++++ DATASET ENTRIES
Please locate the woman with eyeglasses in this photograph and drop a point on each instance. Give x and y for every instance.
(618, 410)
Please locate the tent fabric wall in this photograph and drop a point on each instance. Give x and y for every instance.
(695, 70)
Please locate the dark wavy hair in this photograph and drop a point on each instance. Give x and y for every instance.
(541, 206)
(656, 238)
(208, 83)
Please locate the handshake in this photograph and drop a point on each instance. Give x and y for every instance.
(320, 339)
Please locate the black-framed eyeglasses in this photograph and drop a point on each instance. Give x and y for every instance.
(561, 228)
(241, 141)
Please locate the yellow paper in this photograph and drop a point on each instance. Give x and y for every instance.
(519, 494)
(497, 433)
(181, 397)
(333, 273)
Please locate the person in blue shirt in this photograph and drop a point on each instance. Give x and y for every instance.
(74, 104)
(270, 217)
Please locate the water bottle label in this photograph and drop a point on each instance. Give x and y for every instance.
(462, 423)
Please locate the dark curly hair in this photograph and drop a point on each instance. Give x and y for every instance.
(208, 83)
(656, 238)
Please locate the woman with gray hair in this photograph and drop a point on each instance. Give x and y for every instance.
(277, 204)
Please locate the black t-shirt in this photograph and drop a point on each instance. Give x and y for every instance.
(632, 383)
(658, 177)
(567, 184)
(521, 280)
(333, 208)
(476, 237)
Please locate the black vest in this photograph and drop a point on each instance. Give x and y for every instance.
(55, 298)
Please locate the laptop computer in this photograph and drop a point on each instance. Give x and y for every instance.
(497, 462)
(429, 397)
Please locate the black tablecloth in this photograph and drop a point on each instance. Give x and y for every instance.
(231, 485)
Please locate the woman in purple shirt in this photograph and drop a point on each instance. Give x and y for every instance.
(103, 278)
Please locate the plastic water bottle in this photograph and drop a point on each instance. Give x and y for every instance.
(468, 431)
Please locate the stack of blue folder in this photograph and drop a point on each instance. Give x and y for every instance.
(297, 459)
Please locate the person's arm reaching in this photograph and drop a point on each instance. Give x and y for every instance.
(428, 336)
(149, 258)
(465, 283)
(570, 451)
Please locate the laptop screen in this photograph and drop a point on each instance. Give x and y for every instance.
++++++++
ACTIVITY
With nothing left out, transcribe the records above exactly.

YOUR SOLUTION
Please locate the woman with eyeglasses in this photograph and drop a point on each instance. Give x and y for every instance.
(618, 410)
Please locate the tent fabric wall in this photograph and drop a point on each instance. Give x and y for every instance.
(695, 70)
Please locate the dark wavy hair in this photograph and drop a point on each instance. Give x and y for every instance.
(541, 206)
(656, 238)
(208, 83)
Please locate the handshake in this photograph and drop a point on each instance. Give x and y for every instance.
(320, 339)
Please locate the black-framed eyeglasses in this photograph and drop a point on each instance. Give x and y for every instance.
(561, 228)
(241, 141)
Please locate the yellow paper in this photograph and drop a point on each instance. Give x and y for every instance.
(519, 494)
(497, 433)
(181, 397)
(333, 273)
Please locate the person in blue shirt in this photograph and drop a point on each instance. Give x and y for every instance.
(74, 104)
(270, 217)
Please locate the water bottle label in this photograph and drop a point on each instance. Give x and y for every instance.
(462, 423)
Please locate the dark curly hair in this photograph and drop a point on each instance. Give x and y for every instance.
(208, 83)
(656, 238)
Please locate the woman with gray hair in this photograph and drop a point on each instance. Give x and y for every instance.
(277, 204)
Please locate the black t-shirt in this photograph and drop a point on each instance. Give x and y for every instance.
(632, 383)
(658, 177)
(567, 184)
(521, 280)
(333, 208)
(476, 237)
Please locate the black vest in this photograph and drop a point on each instance. Give x and y for every instance.
(55, 298)
Please locate the laptop computer in this photograph and drop a point on each instance. Give x and y for every instance.
(497, 462)
(429, 397)
Please locate the black tablecloth in this photograph and drop a point on each instance. Give x and y for every instance.
(231, 485)
Please locate the woman in purple shirt in this photograph and drop a point on each instance. Give x and y for every instance.
(103, 278)
Please locate the plastic water bottle in this photograph and drop a point on each instance. Give x and y for every instance.
(468, 431)
Please locate the stack of blue folder in this photograph and drop a point on each instance. Give x and y for every instance.
(297, 459)
Please locate the person's arm reaching in this photograph and drop a point on each instance. Give x and y for every instance.
(428, 336)
(149, 258)
(465, 283)
(570, 451)
Please locate the laptop screen in this photograph and drop a point on each instance. Give x and y for every instance.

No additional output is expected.